* TEXTO ORIGINAL *
No hay una única razón para la marcha: ni un reclamo ni un rechazo, dado que no se sabe qué ocurrió hace un mes. Entre quienes estarán presentes, algunos así lo han expresado, están movidos por el deseo de rendir homenaje a un colega que, a pesar del alto rango que ocupaba en uno de los poderes de la República, no mereció los honores que el Estado hubiera debido conferirle. Para muchos otros, que no conocieron al hombre, el homenaje no será la razón principal de la asistencia.
La diversidad de motivos y argumentos que se han dado en los días previos tanto para participar de la marcha como para estar ausente indican con más claridad el estado intelectual, político y emotivo de la opinión pública que si la manifestación hubiera sido convocada bajo una consigna única. Los que participarán de ella son, fundamentalmente, personas que desean expresar preocupación, angustia o enojo, pero que quieren hacerlo junto con otros, hacerlo en público, convertir esos sentimientos, por tanto, en un hecho político. Un hecho político despojado, sin embargo, de toda representación: no son los partidos políticos, ni los sindicatos, ni las organizaciones sociales quienes convocan y dan el motivo, sino la multitud, la multitud en el sentido que Spinoza dio a este término, como algo opuesto al pueblo. No es en efecto el pueblo, uno, unánime, alineado detrás de un líder, o de una palabra, o de una causa, el que toma la calle hoy por la tarde, sino una multitud plural de seres que en su diversidad encarnan distintos ideales de vida y de sociedad, pero que se reúnen porque sienten que lo ocurrido con la muerte de Nisman pone en cuestión la posible realización de cualquiera de esos distintos ideales.

* DATOS *
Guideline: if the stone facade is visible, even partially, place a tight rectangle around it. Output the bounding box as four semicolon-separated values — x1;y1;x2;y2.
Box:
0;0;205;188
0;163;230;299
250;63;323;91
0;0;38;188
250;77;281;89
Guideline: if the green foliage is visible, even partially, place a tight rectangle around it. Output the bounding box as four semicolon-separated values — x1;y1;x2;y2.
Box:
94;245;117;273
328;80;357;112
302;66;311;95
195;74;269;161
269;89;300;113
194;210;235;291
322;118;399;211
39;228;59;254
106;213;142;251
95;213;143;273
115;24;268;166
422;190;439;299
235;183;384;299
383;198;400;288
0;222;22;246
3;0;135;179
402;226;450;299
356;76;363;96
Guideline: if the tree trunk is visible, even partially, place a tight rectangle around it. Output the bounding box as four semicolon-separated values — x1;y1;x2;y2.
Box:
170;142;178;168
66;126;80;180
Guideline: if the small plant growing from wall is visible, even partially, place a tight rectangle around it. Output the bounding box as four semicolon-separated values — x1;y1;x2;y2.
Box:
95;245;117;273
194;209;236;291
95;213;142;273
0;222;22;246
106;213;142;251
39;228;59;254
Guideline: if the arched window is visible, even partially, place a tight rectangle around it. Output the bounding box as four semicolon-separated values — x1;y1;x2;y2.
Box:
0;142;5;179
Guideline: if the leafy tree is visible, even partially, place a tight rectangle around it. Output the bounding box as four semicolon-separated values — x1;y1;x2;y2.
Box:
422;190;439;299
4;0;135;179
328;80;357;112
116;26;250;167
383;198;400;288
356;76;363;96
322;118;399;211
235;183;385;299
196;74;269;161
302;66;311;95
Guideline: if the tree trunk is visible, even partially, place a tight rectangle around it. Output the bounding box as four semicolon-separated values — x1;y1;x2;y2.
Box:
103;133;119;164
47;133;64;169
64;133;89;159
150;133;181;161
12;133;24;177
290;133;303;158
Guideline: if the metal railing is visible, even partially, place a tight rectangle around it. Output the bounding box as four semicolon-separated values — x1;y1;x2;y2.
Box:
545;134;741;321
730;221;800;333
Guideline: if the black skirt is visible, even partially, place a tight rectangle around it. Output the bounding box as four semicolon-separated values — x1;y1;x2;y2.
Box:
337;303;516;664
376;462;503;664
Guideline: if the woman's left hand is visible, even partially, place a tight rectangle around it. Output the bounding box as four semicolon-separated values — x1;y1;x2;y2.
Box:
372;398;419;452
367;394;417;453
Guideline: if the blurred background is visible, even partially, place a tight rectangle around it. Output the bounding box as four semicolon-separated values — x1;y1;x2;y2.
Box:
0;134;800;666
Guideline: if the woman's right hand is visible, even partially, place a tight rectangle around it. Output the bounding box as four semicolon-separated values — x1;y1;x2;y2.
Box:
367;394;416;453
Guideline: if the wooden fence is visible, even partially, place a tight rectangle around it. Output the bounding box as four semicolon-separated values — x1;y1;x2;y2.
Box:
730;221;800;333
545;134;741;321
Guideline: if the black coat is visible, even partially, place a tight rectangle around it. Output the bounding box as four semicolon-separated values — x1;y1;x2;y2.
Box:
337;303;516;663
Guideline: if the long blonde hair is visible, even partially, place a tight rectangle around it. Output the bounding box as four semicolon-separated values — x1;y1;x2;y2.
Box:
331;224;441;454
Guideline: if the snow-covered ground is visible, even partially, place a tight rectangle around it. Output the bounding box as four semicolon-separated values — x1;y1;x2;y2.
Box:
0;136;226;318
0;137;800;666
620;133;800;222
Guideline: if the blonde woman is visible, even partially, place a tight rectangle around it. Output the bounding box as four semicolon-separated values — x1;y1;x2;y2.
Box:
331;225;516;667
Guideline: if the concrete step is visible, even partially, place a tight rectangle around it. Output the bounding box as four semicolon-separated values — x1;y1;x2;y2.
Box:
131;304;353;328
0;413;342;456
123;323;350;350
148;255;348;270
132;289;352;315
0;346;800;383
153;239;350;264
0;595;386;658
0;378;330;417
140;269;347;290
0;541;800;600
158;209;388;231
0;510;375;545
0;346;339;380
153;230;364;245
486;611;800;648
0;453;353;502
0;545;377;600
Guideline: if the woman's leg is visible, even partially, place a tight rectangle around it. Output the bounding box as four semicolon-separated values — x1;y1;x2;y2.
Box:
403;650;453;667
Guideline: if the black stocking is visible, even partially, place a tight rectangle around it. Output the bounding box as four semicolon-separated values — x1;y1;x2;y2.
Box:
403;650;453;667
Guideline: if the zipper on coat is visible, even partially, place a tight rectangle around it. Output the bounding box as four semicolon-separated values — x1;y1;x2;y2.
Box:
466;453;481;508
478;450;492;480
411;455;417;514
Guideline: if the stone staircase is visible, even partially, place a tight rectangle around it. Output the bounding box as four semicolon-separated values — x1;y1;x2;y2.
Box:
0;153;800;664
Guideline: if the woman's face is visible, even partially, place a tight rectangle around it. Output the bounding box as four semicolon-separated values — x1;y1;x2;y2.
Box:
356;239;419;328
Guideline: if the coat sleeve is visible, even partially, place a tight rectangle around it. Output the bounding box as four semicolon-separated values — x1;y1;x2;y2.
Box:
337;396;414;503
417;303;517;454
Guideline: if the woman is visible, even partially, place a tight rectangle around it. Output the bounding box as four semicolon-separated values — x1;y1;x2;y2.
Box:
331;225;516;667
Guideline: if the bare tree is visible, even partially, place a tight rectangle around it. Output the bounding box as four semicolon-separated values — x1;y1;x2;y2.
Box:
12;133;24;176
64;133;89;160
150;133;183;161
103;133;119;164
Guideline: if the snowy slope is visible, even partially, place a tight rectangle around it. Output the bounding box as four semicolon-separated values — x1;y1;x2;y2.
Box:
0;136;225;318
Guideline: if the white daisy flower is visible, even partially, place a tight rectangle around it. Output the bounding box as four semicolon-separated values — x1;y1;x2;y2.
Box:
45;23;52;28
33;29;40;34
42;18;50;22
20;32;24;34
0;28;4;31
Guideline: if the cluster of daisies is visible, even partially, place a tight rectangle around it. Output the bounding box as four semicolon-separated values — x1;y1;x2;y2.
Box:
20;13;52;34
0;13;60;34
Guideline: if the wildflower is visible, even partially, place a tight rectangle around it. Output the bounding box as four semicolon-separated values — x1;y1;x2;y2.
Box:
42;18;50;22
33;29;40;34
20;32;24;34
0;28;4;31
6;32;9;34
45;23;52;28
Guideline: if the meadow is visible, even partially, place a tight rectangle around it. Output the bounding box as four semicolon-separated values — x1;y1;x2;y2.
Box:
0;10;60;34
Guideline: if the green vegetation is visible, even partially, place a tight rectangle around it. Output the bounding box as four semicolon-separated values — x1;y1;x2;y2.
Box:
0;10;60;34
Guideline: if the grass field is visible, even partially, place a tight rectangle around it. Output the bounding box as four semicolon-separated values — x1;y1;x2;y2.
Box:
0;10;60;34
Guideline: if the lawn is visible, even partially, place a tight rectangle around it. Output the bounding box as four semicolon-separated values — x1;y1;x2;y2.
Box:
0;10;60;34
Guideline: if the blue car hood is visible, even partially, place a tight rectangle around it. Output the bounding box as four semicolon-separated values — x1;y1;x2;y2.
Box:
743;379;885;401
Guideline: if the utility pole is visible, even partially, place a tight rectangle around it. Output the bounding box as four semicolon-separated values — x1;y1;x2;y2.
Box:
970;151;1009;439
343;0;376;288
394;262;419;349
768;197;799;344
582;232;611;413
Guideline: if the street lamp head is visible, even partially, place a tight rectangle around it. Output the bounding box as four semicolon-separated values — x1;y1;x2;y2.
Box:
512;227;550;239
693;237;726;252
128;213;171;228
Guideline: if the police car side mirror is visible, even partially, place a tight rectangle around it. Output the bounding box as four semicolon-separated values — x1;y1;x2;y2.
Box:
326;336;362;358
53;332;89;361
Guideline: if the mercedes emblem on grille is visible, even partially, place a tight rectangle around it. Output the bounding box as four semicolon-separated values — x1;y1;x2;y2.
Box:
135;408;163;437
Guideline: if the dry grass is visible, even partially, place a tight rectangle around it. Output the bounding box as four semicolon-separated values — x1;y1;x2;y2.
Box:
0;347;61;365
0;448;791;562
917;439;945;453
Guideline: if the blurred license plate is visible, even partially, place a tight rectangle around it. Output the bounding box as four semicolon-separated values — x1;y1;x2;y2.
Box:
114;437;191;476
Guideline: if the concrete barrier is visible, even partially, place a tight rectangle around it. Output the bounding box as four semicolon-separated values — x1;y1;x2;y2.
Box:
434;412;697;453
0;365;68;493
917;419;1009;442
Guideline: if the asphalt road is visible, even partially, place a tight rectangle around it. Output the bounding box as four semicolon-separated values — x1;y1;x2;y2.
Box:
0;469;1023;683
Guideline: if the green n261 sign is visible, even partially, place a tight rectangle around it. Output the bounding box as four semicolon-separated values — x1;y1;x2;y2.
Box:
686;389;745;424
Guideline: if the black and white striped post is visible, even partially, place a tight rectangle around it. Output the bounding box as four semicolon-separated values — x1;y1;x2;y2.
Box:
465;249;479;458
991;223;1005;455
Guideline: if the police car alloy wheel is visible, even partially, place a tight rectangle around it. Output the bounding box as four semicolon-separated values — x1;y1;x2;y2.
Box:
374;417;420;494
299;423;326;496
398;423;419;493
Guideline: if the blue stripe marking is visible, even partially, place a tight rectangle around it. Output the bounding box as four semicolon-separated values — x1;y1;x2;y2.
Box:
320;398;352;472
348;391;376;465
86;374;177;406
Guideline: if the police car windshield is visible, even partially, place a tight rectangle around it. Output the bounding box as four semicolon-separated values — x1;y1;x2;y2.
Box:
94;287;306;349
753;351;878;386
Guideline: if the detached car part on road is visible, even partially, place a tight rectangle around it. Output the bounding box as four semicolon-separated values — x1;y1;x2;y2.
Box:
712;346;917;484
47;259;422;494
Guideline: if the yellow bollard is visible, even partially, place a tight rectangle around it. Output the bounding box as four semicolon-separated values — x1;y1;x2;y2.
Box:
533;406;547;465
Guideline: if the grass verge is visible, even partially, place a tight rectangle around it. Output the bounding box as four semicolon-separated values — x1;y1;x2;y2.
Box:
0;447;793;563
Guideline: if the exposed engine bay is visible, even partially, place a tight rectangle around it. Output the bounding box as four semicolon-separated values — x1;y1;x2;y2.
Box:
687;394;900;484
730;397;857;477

* TAREAS *
a) Transcribe palabra por palabra el texto sobre la marcha, desde "No hay una única" hasta "de la asistencia.".
b) Según el texto sobre la marcha, ¿qué sentimientos quieren expresar quienes van a participar?

* RESPUESTAS *
a)
No hay una única razón para la marcha: ni un reclamo ni un rechazo, dado que no se sabe qué ocurrió hace un mes. Entre quienes estarán presentes, algunos así lo han expresado, están movidos por el deseo de rendir homenaje a un colega que, a pesar del alto rango que ocupaba en uno de los poderes de la República, no mereció los honores que el Estado hubiera debido conferirle. Para muchos otros, que no conocieron al hombre, el homenaje no será la razón principal de la asistencia.

b) Preocupación, angustia y enojo.